TASK LIST:
a – Reproduce the passage of the Dave Thomas podcast page from "[5:00]From getting kicked" up to and including "Lotus on weekends.".
b – Pick up the Dave Thomas podcast page after its final sentence and continue writing it.

PAGE EXTRACT:
--- Begin ---

Profiles in Credit – Dave Thomas
September 8, 2022

Profiles in Credit – Dave Thomas

In this episode of Profiles in Credit, Geoff Castle, Portfolio Manager of Pender Corporate Bond Fund, reconnects with Dave Thomas, Principal and Co-Head of Training at The Marquee Group, one of Canada’s leading training organizations for financial analysts and investment bankers.

Subtitle: “…don’t underestimate how smart the market is.”

In this episode of Profiles in Credit, Geoff Castle, Portfolio Manager of Pender Corporate Bond Fund, reconnects with Dave Thomas, Principal and Co-Head of Training at The Marquee Group, one of Canada’s leading training organizations for financial analysts and investment bankers. Former classmates at Ivey Business School, Geoff and Dave discuss the art and science of financial modelling, why modelling is the most important shortcut to finding value, and where a financial model might find value today.

Key Takeaways

[5:00]From getting kicked out of university to managing a hardware store and cutting glass to getting a job as a messenger at Nesbitt Thomson brokerage house in 1985¬—Dave shares how he landed on Bay Street during the booming bull market and taught himself how to use Lotus on weekends.

--- End ---

DATASET EXTRACT:
--- Begin ---

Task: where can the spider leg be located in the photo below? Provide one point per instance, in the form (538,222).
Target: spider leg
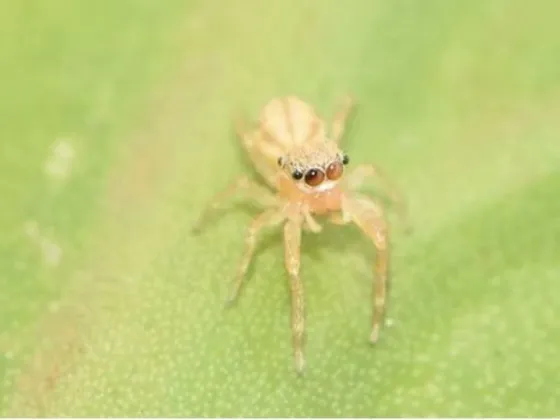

--- End ---

RESPONSES PER TASK:
a –
[5:00]From getting kicked out of university to managing a hardware store and cutting glass to getting a job as a messenger at Nesbitt Thomson brokerage house in 1985¬—Dave shares how he landed on Bay Street during the booming bull market and taught himself how to use Lotus on weekends.

b –
[7:00]Dave describes being a messenger for 10 months and then he moved to micro-filming physical T-Bills on settlement of money market trading. On Bank of Canada auction days, he carried $100 million of bearer bonds back to the office for photographing. “Honestly, I was worth more in that moment of my career than I’ll ever be for the rest of my life,” he says.
[9:50]“Excel came in and destroyed Lotus, but did I ever buy a single share of Microsoft ever? No.”
[10:15]Geoff and Dave discuss the tension between the “wonky analysts” who create the models and the bankers who pull the trigger on deals and how modeling is a shortcut to value.
[12:50]Dave explains that modeling is also overlaid with a sense of judgement and good models facilitate it because good models capture all sorts of inputs properly. They tell a story that gets you to value.
[14:00]Geoff asks Dave to recall his time in banking when a model changed the narrative. Dave talks about the tech bubble in ’99 and 2000 when investors overlooked “boring” companies that generated cash flow and were incredibly cheap.
[16:40]Dave discusses mistakes in modelling giving the example of Solar City when it was being acquired by Tesla.
[20:10]Dave talks about The Marquee Group and teaching how to build models in Excel, using data science, Python and VBA, and other tools including evaluation and LBO modeling, and other specifics people would encounter in their banking jobs.
[22:50]Dave discusses the role of the model in finance and why it is so important.
[28:30]Dave explains the top tenets a budding credit analyst should think about when putting together a model of a company from a credit point of view.
[33:55]Dave shares his top 10 errors in modeling. Right at the top? Using Excel improperly. EBITDA cushions, anyone?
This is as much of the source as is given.